[Excerpts of location labeling data]
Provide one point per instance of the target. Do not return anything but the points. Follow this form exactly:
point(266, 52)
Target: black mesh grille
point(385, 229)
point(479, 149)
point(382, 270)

§ **TASK INSTRUCTIONS**
Give all the records again. Match them exactly.

§ **WRITTEN RESPONSE**
Provide one point per instance of the target. Do not return anything but the points. Follow this form exactly:
point(266, 52)
Target: black mesh grille
point(385, 229)
point(479, 149)
point(382, 270)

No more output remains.